→ Given passage:
━━━━

Saw this in this moring's Albany Times Union. More effects of our wacky weather.
ROUND LAKE -- Larry Vanderveen was unresponsive and about to slip beneath the surface when rescuers plucked him from Round Lake shortly after 4 p.m. Saturday. But it was a female kayaker -- who paddled over and collared Vanderveen before he went under -- who saved the 41-year-old Clifton Park man's life, Round Lake Fire Department spokesman Joseph Plewinski said. He gave this account of the near tragedy:
A squall on the lake, which is normally frozen in January, kicked up 2-foot waves and capsized at least one of the kayaks belonging to Vanderveen and his two young daughters. All three wound up in the water about half a mile from Route 9.
A short time later, kayakers Victoria Ferrante and Martha Highland spotted the capsized boats. They'd seen the three earlier, cutting price tags off new paddles. They wondered if the family had enough experience to be on the water. They worried that they wouldn't stay close enough to shore.
"I had a bad feeling right from the beginning," said Ferrante, 39, of Albany, who is an experienced paddler.
An hour later, as the women came back to the lake from Anthony Kill, a creek that runs toward Mechanicville, Ferrante and Highland saw the capsized boats. Vanderveen, without a life preserver, was holding on.

━━━━

→ Information provided:
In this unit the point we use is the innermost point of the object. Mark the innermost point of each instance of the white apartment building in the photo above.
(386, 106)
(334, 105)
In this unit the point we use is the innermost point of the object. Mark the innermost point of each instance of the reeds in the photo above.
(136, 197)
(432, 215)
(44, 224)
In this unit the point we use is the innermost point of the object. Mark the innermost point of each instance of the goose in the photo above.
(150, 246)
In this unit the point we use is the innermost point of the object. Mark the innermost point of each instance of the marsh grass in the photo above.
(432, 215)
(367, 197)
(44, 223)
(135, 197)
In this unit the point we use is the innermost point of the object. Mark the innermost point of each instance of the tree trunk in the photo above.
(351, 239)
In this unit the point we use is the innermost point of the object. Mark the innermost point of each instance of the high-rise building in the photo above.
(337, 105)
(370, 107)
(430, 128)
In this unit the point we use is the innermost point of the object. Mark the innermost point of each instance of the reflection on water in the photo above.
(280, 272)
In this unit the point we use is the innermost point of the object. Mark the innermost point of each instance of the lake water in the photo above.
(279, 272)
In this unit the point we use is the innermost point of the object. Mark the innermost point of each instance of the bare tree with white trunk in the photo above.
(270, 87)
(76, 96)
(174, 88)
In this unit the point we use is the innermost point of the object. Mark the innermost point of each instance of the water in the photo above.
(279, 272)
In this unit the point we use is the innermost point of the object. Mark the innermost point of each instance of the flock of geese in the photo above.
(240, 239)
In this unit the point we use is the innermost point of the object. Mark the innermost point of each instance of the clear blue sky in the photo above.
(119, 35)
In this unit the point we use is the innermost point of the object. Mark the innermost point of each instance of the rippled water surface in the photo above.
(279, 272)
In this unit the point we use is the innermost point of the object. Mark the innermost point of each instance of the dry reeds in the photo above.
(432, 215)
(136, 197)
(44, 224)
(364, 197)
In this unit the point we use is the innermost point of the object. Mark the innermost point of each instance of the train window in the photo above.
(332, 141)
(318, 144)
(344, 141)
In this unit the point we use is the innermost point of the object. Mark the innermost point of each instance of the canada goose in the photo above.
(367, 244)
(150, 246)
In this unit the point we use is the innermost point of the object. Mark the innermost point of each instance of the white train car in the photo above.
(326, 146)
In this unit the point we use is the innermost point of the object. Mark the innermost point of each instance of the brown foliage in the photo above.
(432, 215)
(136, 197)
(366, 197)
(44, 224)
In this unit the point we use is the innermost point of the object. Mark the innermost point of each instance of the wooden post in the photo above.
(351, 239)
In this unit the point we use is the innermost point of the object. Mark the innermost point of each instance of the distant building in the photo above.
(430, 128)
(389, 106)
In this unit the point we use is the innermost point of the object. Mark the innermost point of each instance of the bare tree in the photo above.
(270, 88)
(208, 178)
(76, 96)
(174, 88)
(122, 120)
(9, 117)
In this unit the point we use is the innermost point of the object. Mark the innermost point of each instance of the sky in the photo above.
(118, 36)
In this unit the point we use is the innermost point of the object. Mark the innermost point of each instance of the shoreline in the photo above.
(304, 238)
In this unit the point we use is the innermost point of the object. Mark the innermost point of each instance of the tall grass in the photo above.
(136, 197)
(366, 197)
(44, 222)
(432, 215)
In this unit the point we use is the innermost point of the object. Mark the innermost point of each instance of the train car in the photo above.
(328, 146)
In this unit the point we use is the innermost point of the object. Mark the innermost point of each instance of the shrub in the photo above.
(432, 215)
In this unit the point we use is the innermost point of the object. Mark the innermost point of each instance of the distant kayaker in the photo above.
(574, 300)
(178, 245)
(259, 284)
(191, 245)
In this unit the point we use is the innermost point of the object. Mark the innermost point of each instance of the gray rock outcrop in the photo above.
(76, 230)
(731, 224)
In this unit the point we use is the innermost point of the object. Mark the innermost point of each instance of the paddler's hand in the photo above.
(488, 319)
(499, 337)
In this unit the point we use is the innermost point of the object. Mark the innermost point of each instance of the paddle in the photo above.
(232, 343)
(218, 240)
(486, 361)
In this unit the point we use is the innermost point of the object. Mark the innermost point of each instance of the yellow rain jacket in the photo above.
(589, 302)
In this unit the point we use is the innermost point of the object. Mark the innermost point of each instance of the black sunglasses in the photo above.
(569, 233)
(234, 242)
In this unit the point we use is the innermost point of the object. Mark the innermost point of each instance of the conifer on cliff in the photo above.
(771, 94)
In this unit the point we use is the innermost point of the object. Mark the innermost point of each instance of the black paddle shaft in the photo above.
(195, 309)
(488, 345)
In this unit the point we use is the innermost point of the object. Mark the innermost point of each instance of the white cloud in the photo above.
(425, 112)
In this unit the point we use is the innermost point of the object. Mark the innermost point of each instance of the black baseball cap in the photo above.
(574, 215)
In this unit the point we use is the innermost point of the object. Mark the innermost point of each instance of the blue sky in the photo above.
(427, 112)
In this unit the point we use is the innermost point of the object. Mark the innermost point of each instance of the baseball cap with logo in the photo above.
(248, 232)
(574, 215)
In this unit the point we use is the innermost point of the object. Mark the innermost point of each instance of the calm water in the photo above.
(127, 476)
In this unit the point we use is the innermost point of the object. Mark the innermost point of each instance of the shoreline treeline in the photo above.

━━━━

→ Instructions:
1. Summarize the Round Lake rescue story in two sentences.
2. Reproduce the Round Lake rescue story from "A short time" up to and including "enough to shore.".
3. Write the next part of the Round Lake rescue story, picking up after its final sentence.

→ Answers for the tasks:
1. A squall on Round Lake, which is normally frozen in January, capsized at least one of the kayaks belonging to Larry Vanderveen and his two young daughters, and all three ended up in the water. A Round Lake Fire Department spokesman said a female kayaker saved Vanderveen's life by paddling over and collaring him before he went under, and kayakers Victoria Ferrante and Martha Highland had earlier wondered whether the family had enough experience to be on the water.

2.
A short time later, kayakers Victoria Ferrante and Martha Highland spotted the capsized boats. They'd seen the three earlier, cutting price tags off new paddles. They wondered if the family had enough experience to be on the water. They worried that they wouldn't stay close enough to shore.

3.
"I just jetted toward the guy, and it took awhile" in the rough water, about half a mile from shore, Ferrante said. A third paddler, Jeff Finkle, was also on the lake. He began to search for the girls.
After she reached Vanderveen, Ferrante "was holding onto him" and dialing 911, Plewinski said. "He was a pretty big guy."
At one point, Vanderveen panicked and nearly capsized Ferrante's kayak.
"I said, 'Sir, don't do that, or we're both gonna flip,' " Ferrante recalled Saturday evening. "I was just holding on to him the best I could and trying to talk to him."
But Vanderveen was turning white. "I can't feel my legs," he told her.
"He had no grip," Ferrante said. "I thought I was losing him. The water was really cold."
Meanwhile, Finkle had reached Anneka Vanderveen, 14, and her sister, Liesel, 10, and put one girl into his kayak. Within minutes of the call, Round Lake rescuers brought the girls to shore. Ballston Lake firefighters retrieved an unresponsive Vanderveen.
Plewinski said the family was taken to Saratoga Hospital and treated for hypothermia.
"Let me tell you, these (people) should get some sort of recognition," Plewinski said of Ferrante, Highland and Finkle. "They saved the man's life. All three of them turned a very bad situation into a very good one."
Round Lake, a popular fishing spot, is usually frozen by January and dotted with ice fishing huts.
Ferrante said she was just so relieved that nobody drowned. "Just think about it. What if Jeff wasn't there? What if we didn't have our cellphones? It's a miracle."